Given exercise 1. List the objectives stated at the top of the compression and chunking tutorial below.
Given exercise 2. Write the next part of the compression and chunking tutorial below, picking up after its last line.
--- start of Provided passage ---
# Compression and Chunking

Objectives
 * Explore the use of compression 
 * Learn about chunking
 * Understand how dataset data is allocated

In [1]:
USE_H5PY=0  # set to 1 to use HDF5Lib instead

In [2]:
if USE_H5PY:
    import h5py
else:
    import h5pyd as h5py
import numpy as np
import os
import random

In [3]:
#
# Get folder/directory for HDF files we create  
#
def getMyFolder():
    DIR_NAME = "HDFLabTutorial/"
    if USE_H5PY:
        myfolder = os.getenv("HOME") + "/" + DIR_NAME
        if not os.path.isdir(myfolder):
            # create a directory on the local disk if needed
            print("created folder:", myfolder)
            os.mkdir(myfolder)
    else:
        dir = h5py.Folder('/home/')  # get folder object for root
        username = os.getenv("JUPYTERHUB_USER")
        myfolder = None
        for name in dir:
            # we should come across the given domain
            if username.startswith(name):
                # check any folders where the name matches at least part of the username
                # e.g. folder: "/home/bob/" for username "bob@acme.com"
                path = '/home/' + name + '/'
                f = h5py.Folder(path)
                if f.owner == username:
                    myfolder = path
                f.close()
                if myfolder:
                    break

        dir.close()
    
        # create a workshop subfolder if not already present
        myfolder += DIR_NAME
        try:
            h5py.Folder(myfolder)
        except IOError as ioe:
            if ioe.errno != 404:
                return None  # unexpected error
            # not present - create it now
            h5py.Folder(myfolder, mode='x')
            print("created folder:", myfolder)
--- end of Provided passage ---
--- start of Extracted entries ---
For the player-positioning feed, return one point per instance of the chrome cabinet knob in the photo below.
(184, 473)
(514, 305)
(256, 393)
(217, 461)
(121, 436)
--- end of Extracted entries ---
Exercise response 1.
- Explore the use of compression
- Learn about chunking
- Understand how dataset data is allocated

Exercise response 2.
       
    return myfolder

In [10]:
# Get your home folder
# will be a posix directory is H5PY is 1, or a server folder if 0
if USE_H5PY:
    home = "./"
else:
    home = "/home/test_user1/"
home  # this is the folder where you have permission to write to

'/home/test_user1/'

In [11]:
# create a file on the disk, or a domain on the server (based on USE_H5PY)
filename = home + "04.h5"
f = h5py.File(filename, 'w')

In [12]:
f.id.id

'g-3a59db18-8011c475-b2d1-539008-994cfd'

In [8]:
# there a different compression filters that can be used
# In HSDS, f.compressors will return a list of available filters
# For HDF5Lib, filters "gzip" and "lzf" are always available - others 
# may be sorted via a plugin
compressors = [None,]
if USE_H5PY:
    compressors.extend(("gzip", "lzf"))
else:
    compressors.extend(f.compressors)
compressors

[None, 'blosclz', 'lz4', 'lz4hc', 'gzip', 'zstd', 'deflate']

In [8]:
# create a dataset with each type of compressor (+None for no compression)
shape = (80, 40)
dtype = 'f8'
for compression in compressors:
    dset_name = f"dset_{compression}"
    if dset_name in f:
        del f[dset_name] # delete the dataset if it already exists
    dset = f.create_dataset(dset_name, shape=shape, dtype=dtype, compression=compression)
    # write a few random values to the dataset
    i = random.randint(0, shape[0]-1)
    j = random.randint(0, shape[1]-1)
    v = random.random()
    dset[i,j] = v


In [9]:
f.close()  # close file we can use h5ls on it (for h5py)

In [10]:
def get_dset_stats(filename, dsetname):
    if USE_H5PY:
        print(f"Running h5ls to get dataset info")
        ! h5ls -v {filename}/{dsetname}
    else:
        # H5PYD has a num_chunks attribute to tell you how many chunks
        # have been allocated
        # num_chunks is determined asynchronously by the HDF Server. 
        # If num_chunks is 0, wait a few seconds and re-run the cell.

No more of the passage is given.